Selected extract:
▼
UNITED STATES DISTRICT COURT NORTHERN DISTRICT OF CALIFORNIA
Jun 23, 2015
Case No. 13-cv-06017-JSC (N.D. Cal. Jun. 23, 2015)

Opinion

Case No. 13-cv-06017-JSC

06-23-2015

DOUGLAS F. CARLSON, Plaintiff, v. UNITED STATES POSTAL SERVICE, Defendant.


ORDER DENYING MOTION FOR LEAVE TO SERVE SUPPLEMENTAL COMPLAINT

Re: Dkt. No. 40

Plaintiff Douglas F. Carlson ("Plaintiff"), proceeding pro se, brings this action against Defendant United States Postal Service ("Defendant") pursuant to the Freedom of Information Act ("FOIA"), 5 U.S.C. § 552- Now pending before the Court is Plaintiff's motion for leave to file a Second Supplemental Complaint ("SSC"), which seeks to add 55 new claims. (Dkt. No. 40.) The Court finds this matter suitable for disposition without oral argument, see Civ. L.R. 7-1(b), and therefore VACATES the hearing set for July 16, 2015. Having considered the parties' submissions, the Court DENIES Plaintiff's motion.

BACKGROUND

Plaintiff, a self-professed "watchdog" of Defendant's practices, filed the initial complaint in December of 2013, bringing ten claims relating to a FOIA request that Plaintiff filed seeking records from Defendant. (Dkt. No. 1.) In August 2014 the parties stipulated that Plaintiff could file a First Supplemental Complaint ("FSC"), which added 9 more claims. (Dkt. No. 22-1.) Of those 19 claims, 6 have been resolved due to the parties' settlement efforts, which spanned several months. (Dkt. No. 30, 32.)

The remaining 13 claims generally pertain to four different subjects. Counts 1, 2, and 11 relate to FOIA requests for documents regarding the Postal Service's Collection Point Management System. Counts 3, 4, 5, 14, 15, 16, and 19 pertain to requests for information regarding retail transaction data, communications with contractors about changes in service standards, First-Class Mail volumes, emails about changes in retail hours at certain Postal Service locations, and a management report on package growth from the Postal Service's Office of the Inspector General. The parties' dispute on these counts hinges on whether the information withheld is commercial in nature such that it is protected from disclosure under good business practices pursuant to 5 U.S.C. § 552(b)(3) and 39 U.S.C. § 410(c)(2). Counts 12 and 13 arise out of FOIA requests for dispatch schedules for a San Francisco postal station and exception to policy requirements on collection times in La Jolla; for these two counts, Plaintiff challenges the Postal Service's redaction of signatures. Finally, in Count 16 Plaintiff seeks emails to or from a Postal Service District Manager that contain the word "Carlson" or "Rincon."
▲
Exercise a: Could you write out the part of the court order between "ORDER DENYING MOTION" and "DENIES Plaintiff's motion.", inclusive, word for word?

Input material:
▼
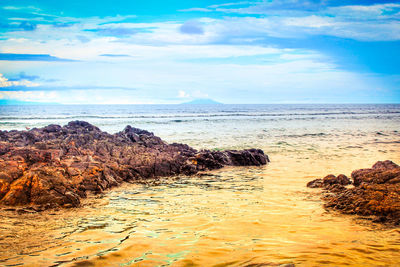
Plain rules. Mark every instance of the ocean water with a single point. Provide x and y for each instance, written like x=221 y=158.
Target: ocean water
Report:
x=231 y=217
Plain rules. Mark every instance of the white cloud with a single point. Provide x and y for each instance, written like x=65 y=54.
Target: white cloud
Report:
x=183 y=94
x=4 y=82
▲
▼
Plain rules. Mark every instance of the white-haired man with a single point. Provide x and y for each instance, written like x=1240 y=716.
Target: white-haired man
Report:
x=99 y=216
▲
▼
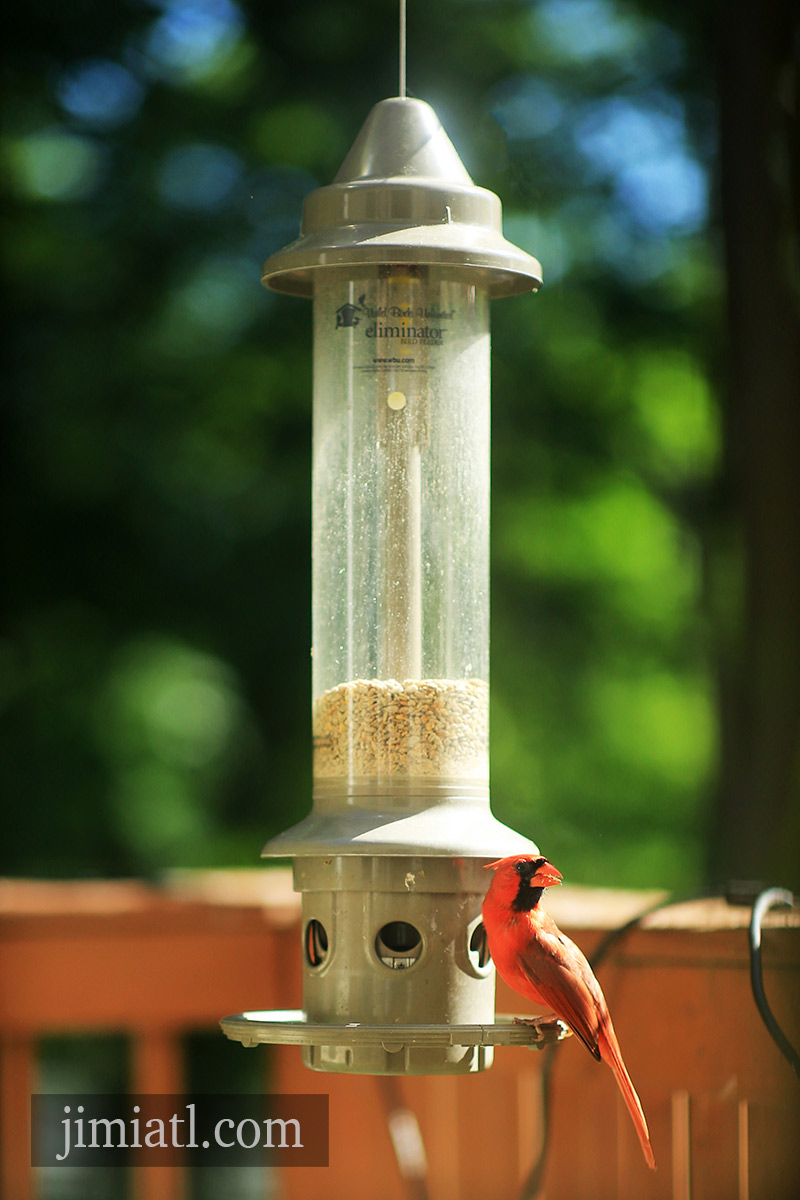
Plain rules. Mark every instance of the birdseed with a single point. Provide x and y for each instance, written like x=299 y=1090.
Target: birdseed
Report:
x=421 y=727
▲
Exercise b: Which lines of the records contain the string "Plain"? Gather every such line, and treat case as significant.

Expected answer a:
ORDER DENYING MOTION FOR LEAVE TO SERVE SUPPLEMENTAL COMPLAINT

Re: Dkt. No. 40

Plaintiff Douglas F. Carlson ("Plaintiff"), proceeding pro se, brings this action against Defendant United States Postal Service ("Defendant") pursuant to the Freedom of Information Act ("FOIA"), 5 U.S.C. § 552- Now pending before the Court is Plaintiff's motion for leave to file a Second Supplemental Complaint ("SSC"), which seeks to add 55 new claims. (Dkt. No. 40.) The Court finds this matter suitable for disposition without oral argument, see Civ. L.R. 7-1(b), and therefore VACATES the hearing set for July 16, 2015. Having considered the parties' submissions, the Court DENIES Plaintiff's motion.

Expected answer b:
Plain rules. Mark every instance of the ocean water with a single point. Provide x and y for each instance, written like x=221 y=158.
Plain rules. Mark every instance of the white cloud with a single point. Provide x and y for each instance, written like x=65 y=54.
Plain rules. Mark every instance of the white-haired man with a single point. Provide x and y for each instance, written like x=1240 y=716.
Plain rules. Mark every instance of the birdseed with a single point. Provide x and y for each instance, written like x=299 y=1090.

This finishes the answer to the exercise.